TRY IT
Every line from the one holding "hmm ok thinking out loud — i gotta find the hazy" through the last line of the records must be retyped exactly, and no other line or picture may appear in the copy.

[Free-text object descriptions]
+---+

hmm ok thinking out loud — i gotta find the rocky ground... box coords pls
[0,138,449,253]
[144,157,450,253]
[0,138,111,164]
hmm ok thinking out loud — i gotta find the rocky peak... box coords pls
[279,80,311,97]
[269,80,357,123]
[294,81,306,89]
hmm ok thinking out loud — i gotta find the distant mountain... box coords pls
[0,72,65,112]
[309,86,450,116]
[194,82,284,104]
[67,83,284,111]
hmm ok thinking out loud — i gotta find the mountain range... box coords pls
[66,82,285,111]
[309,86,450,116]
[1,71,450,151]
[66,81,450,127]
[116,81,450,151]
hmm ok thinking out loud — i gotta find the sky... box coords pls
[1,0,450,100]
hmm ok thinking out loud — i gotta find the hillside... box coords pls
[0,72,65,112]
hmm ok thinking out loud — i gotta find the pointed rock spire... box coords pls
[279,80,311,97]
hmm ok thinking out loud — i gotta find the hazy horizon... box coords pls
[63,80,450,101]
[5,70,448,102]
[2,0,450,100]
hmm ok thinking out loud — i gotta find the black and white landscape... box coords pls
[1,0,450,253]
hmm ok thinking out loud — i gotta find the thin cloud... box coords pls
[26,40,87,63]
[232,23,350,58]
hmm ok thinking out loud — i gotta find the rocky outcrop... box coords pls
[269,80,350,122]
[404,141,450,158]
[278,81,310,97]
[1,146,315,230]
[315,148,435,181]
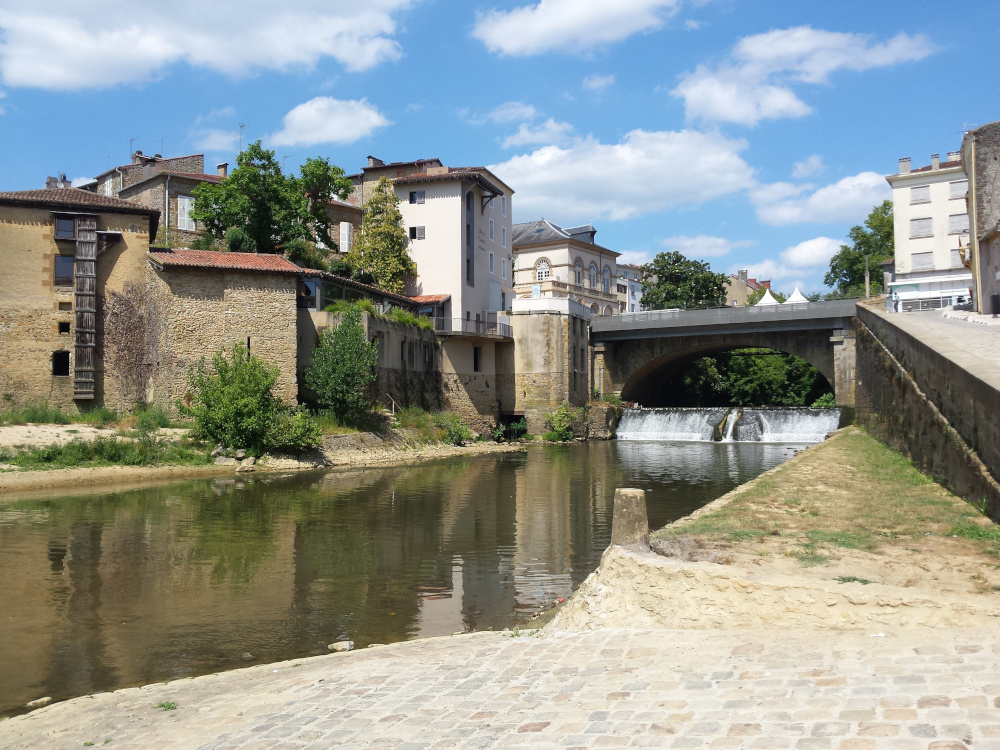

+---+

TASK ANSWER
hmm ok thinking out loud — i gotta find the hazy horizon... box coords pls
[63,80,450,101]
[5,70,448,102]
[2,0,450,100]
hmm ok thinking out loud — i gotta find the black and white landscape... box coords pls
[1,0,450,253]
hmm ok thinking out loud — i gotta find the thin cloud... box coords pls
[26,40,87,63]
[232,23,350,58]
hmm ok thinking out loud — i gotta find the rocky outcrop... box coords pls
[269,80,350,122]
[404,141,450,158]
[278,81,310,97]
[1,146,315,230]
[315,148,435,181]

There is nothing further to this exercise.